• [Work to be completed]: Reproduce every one of the following items verbatim, changing nothing.
-- start Information supplied --
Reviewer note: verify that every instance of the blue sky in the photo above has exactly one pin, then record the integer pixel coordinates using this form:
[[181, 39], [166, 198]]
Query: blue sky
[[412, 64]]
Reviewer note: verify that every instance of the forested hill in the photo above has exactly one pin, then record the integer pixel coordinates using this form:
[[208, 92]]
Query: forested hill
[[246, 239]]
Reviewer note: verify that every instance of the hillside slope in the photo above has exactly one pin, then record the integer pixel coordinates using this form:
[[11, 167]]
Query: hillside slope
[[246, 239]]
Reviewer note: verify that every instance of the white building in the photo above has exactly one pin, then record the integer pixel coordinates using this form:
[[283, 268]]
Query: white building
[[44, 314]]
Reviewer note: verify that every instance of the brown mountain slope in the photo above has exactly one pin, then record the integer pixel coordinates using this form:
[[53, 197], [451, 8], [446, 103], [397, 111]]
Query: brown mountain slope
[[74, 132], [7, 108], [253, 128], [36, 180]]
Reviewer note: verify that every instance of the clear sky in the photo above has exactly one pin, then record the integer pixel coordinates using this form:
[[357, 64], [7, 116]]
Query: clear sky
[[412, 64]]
-- end Information supplied --
• [Correct result]:
Reviewer note: verify that every instance of the blue sky in the photo above has exactly one pin, then record the integer pixel coordinates using this form:
[[181, 39], [166, 198]]
Query: blue sky
[[412, 64]]
Reviewer note: verify that every instance of the forested hill in the photo above has exactly one pin, then record the integer pixel coordinates using this form:
[[208, 92]]
Query: forested hill
[[246, 239]]
Reviewer note: verify that every instance of the hillside slope in the photo above has exactly one pin, then record the integer pixel coordinates using this form:
[[11, 167]]
Query: hillside slope
[[246, 239]]
Reviewer note: verify that every instance of the white building in the photo above has exactly one pin, then record the integer pixel coordinates using this form:
[[283, 268]]
Query: white building
[[44, 314]]
Reviewer note: verify that every instance of the brown mountain slope in the photo above has exactly one pin, then record the integer pixel coordinates using this form:
[[53, 197], [451, 8], [446, 103], [397, 111]]
Query: brown mountain slope
[[74, 132], [7, 108], [253, 128], [36, 180]]
Reviewer note: verify that every instance of the clear sky in the photo above has exactly one pin, then record the integer pixel coordinates using this form:
[[357, 64], [7, 116]]
Query: clear sky
[[412, 64]]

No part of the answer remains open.